══ 提示文 ══

救急医直伝!アナフィラキシー攻略法。ワクチン接種後、具合が急に悪くなった人がいたらどうする?

あなたはワクチン接種の仕事をしています。接種後に経過観察を受けている人の中から「息苦しい」という声があがりました。様子を見にいくと、20代の男性がぐったりしています。
第一印象では、非常に具合が悪そうです。あなたはどうしたらよいのでしょうか?

重篤なアナフィラキシーにも対応できるように、一緒に学んでいきましょう。まずはアナフィラキシーを認識するところから診療は始まります。

アナフィラキシーかも?と思ったらまず脱衣
アナフィラキシーとは、4つの臓器に影響する重篤なアレルギー反応です[1]。

代表的な症状
1 皮膚・粘膜 全身の発疹、掻痒、紅潮、浮腫(口唇、舌、口蓋垂)
2 呼吸器 呼吸困難、気道狭窄、喘鳴、低酸素血症
3 循環器 血圧低下、意識障害
4 消化器 持続する腹部疝痛、嘔吐

以下の項目のいずれかが、急速(数分〜数時間以内)に発現する場合にアナフィラキシーと診断します[1]。

・皮膚・粘膜症状、かつ呼吸器症状あるいは循環器症状のどちらか1つを伴う
・4つの臓器症状(皮膚・粘膜、呼吸器、循環器、消化器)のうち、2つ以上がある
・アレルゲンへの暴露後の血圧低下

アナフィラキシーを速やかに認識するために筆者が実践している診療法は、臥位にしながら手指に触れ、その次に脱衣させるというものです。血圧低下の可能性を考えて、臥位にして頭を低くします。手指に触れる理由は、末梢冷感と湿潤を確かめながら、橈骨動脈を触知するためです。同時に複数のショック徴候があるかを診察します。

また、皮膚症状と努力呼吸の確認のために脱衣させましょう。短時間でアナフィラキシーかどうかの判定と、緊急度の評価ができます。血圧やSpO2の測定が終わる頃には、初期評価ができていることが理想です。

治療のゴールドスタンダードはアドレナリン筋注
アナフィラキシー治療の要は、アドレナリンです。アドレナリンは強い薬という印象があり、投与を戸惑う方もいるのではないでしょうか。使い方をみていきましょう。

═══
══ データ抜粋 ══

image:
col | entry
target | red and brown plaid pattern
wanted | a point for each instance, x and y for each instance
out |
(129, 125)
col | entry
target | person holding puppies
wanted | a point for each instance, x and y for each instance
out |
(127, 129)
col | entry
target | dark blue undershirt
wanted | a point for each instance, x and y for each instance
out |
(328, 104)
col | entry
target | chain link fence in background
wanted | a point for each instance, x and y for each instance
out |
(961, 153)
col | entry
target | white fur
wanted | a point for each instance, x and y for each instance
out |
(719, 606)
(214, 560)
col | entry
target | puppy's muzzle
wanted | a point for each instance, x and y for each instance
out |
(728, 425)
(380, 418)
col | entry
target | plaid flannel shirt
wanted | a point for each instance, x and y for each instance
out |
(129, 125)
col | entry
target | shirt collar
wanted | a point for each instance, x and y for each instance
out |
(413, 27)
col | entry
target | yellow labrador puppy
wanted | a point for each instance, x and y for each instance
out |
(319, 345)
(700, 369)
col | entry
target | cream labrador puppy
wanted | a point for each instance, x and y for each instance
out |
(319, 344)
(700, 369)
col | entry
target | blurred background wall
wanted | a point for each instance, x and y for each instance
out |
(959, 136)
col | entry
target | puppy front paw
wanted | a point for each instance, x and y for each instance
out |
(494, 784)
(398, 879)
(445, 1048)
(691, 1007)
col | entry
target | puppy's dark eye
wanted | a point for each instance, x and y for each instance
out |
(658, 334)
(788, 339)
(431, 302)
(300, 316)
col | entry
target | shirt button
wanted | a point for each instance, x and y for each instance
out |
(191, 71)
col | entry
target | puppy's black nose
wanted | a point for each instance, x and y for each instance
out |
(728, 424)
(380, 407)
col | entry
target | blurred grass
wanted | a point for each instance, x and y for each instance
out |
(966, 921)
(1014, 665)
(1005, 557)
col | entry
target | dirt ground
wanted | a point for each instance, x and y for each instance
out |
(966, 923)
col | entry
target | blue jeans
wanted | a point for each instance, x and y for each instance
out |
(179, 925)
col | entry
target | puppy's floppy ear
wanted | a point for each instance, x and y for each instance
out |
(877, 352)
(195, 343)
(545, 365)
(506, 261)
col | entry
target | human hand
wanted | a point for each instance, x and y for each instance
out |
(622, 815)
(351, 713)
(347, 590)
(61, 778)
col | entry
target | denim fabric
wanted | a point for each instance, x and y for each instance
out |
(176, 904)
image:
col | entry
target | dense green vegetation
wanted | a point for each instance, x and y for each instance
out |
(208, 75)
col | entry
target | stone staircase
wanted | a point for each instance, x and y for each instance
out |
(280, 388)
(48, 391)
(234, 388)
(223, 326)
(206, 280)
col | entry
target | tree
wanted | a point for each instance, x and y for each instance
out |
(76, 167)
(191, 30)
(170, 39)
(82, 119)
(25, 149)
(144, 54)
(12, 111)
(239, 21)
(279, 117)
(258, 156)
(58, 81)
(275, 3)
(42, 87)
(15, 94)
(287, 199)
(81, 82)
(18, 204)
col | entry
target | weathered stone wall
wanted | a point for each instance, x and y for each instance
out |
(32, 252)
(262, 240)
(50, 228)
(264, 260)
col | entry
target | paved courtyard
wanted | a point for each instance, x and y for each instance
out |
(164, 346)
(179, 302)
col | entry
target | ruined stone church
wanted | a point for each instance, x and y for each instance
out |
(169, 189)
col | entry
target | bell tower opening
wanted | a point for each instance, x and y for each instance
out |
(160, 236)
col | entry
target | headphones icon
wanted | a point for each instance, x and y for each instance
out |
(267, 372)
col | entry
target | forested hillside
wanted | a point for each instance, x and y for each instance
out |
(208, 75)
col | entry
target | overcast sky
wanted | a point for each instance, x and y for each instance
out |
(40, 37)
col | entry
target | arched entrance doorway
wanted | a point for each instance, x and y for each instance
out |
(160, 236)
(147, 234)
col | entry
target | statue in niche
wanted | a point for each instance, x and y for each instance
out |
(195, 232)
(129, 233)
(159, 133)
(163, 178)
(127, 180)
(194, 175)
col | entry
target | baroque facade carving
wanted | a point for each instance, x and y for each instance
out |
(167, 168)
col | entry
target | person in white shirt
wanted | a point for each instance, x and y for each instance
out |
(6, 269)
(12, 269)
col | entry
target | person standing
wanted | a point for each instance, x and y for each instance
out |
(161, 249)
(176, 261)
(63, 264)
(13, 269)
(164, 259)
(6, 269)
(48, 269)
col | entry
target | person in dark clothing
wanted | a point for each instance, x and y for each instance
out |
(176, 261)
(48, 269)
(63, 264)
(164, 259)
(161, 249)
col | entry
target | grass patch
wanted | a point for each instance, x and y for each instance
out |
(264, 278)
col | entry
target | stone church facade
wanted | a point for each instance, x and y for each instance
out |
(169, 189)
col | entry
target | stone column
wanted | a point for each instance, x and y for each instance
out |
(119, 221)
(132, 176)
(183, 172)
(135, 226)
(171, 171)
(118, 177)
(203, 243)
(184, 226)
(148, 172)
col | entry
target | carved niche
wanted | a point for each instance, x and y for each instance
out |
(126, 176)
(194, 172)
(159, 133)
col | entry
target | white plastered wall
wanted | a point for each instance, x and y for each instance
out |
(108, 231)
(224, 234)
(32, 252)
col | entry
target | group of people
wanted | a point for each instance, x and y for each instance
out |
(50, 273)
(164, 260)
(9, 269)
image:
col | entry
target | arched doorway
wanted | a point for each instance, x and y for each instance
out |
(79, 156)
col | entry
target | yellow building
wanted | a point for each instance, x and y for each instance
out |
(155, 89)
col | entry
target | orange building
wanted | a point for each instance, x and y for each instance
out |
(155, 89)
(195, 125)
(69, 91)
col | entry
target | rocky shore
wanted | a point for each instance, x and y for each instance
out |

═══

理解度チェック:
1) アナフィラキシー対応についての提示文で、筆者が患者の手指に触れるのはなぜですか。本文に書かれている理由を1〜3文で説明してください。
2) アナフィラキシー対応についての提示文にある「血圧低下の可能性を考えて、臥位にして頭を低くします。」という一文を英語に訳してください。
3) アナフィラキシー対応についての提示文を、最後の文の後から書き進めてください。

各問の解答:
1) 末梢冷感と湿潤を確かめながら、橈骨動脈を触知するためです。

2) Considering the possibility of a drop in blood pressure, the patient is laid down with the head lowered.

3)
適応は重症のアナフィラキシー患者
症状が重篤な場合は、アドレナリンのよい適応です。具体的な症状を表に示します[1]。

重篤な症状の例
皮膚・粘膜 全身の発疹、強い掻痒、顔面の腫脹、咽頭痛
呼吸器 持続的な強い咳き込み、犬吠様咳嗽、喘鳴、呼吸困難、チアノーゼ、呼吸停止、SpO2≦92%、締め付けられるような苦しさ
循環器 不整脈、血圧低下、心停止
消化器 自制外の強い腹痛が持続、繰り返す嘔吐
全身症状 ぐったり、不穏、失禁、意識消失

過去に重篤なアナフィラキシーになったことがある、今は重篤でなくても進行が急速であるという場合にもアドレナリン投与を考慮します[1]。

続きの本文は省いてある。